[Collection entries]
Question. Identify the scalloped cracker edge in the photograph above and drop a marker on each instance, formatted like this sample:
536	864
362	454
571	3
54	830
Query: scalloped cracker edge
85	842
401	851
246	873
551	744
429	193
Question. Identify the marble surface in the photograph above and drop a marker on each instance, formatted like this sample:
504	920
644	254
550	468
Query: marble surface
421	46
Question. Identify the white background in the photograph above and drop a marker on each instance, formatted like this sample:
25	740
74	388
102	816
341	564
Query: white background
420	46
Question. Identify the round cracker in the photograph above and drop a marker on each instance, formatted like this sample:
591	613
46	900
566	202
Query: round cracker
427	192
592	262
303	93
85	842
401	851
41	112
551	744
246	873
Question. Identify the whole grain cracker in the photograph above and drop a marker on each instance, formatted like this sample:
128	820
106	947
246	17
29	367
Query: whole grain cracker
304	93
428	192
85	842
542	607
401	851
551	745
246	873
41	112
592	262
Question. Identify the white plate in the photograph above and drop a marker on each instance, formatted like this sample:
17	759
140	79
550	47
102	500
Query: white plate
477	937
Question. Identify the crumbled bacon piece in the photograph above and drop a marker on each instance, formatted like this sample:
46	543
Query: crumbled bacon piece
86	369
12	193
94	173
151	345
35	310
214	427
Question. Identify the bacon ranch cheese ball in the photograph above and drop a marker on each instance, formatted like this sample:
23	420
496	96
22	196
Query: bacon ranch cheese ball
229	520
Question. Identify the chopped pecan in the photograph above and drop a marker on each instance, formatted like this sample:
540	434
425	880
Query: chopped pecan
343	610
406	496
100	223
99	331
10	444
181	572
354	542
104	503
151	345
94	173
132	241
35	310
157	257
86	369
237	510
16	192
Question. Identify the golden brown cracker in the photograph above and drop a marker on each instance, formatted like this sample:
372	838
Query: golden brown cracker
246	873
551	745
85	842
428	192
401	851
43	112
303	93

▶ _THE PROBLEM_
Repeat word for word every line from the one that holds "Question. Identify the marble" to the end. Both ends count.

▶ _COMPLETE OUTPUT_
Question. Identify the marble surface in the photograph above and drop a marker on each instance, formatted like this sample:
504	920
644	254
550	468
Query: marble surface
421	46
Question. Identify the white background in the photograph above and drop a marker on each instance, formatted like this sample:
25	740
74	388
102	816
341	564
Query: white background
420	46
Question. Identify the round cracker in the photograph above and drop a marker on each instance, formatted like this sample:
591	613
46	900
566	202
Query: round cracker
427	192
592	262
303	93
85	842
401	851
41	112
551	744
246	873
Question. Identify the whole grain cracker in the photograph above and drop a marker on each instance, formatted like this sample:
128	820
106	947
246	17
29	367
Query: whole grain cracker
304	93
428	192
85	842
542	607
401	851
551	745
246	873
41	112
592	262
Question. Identify the white plate in the photograph above and drop a marker on each instance, formatted like this sample:
17	759
140	79
550	47
102	500
Query: white plate
477	937
Question. Identify the crumbled bacon piece in the photograph above and drop a marker on each instance, formatted like this sample:
46	543
Query: crumbled bacon piece
86	369
12	193
94	173
151	345
35	310
214	427
Question. Identify the bacon ranch cheese ball in the photograph above and drop a marker on each instance, formatted like this sample:
23	420
496	96
22	196
Query: bacon ranch cheese ball
229	520
Question. Identify the chopped pecan in the photograph above and drop a marker on each instance, formatted like this sample:
540	434
425	880
Query: chopped pecan
343	610
406	496
100	223
99	331
10	444
181	572
354	542
104	503
151	345
94	173
132	241
35	310
157	257
86	369
237	510
16	192
Question. Identify the golden brown cracker in the photograph above and drop a marker on each instance, formatted like this sample:
372	838
Query: golden brown cracker
246	873
551	745
85	842
428	192
401	851
43	112
303	93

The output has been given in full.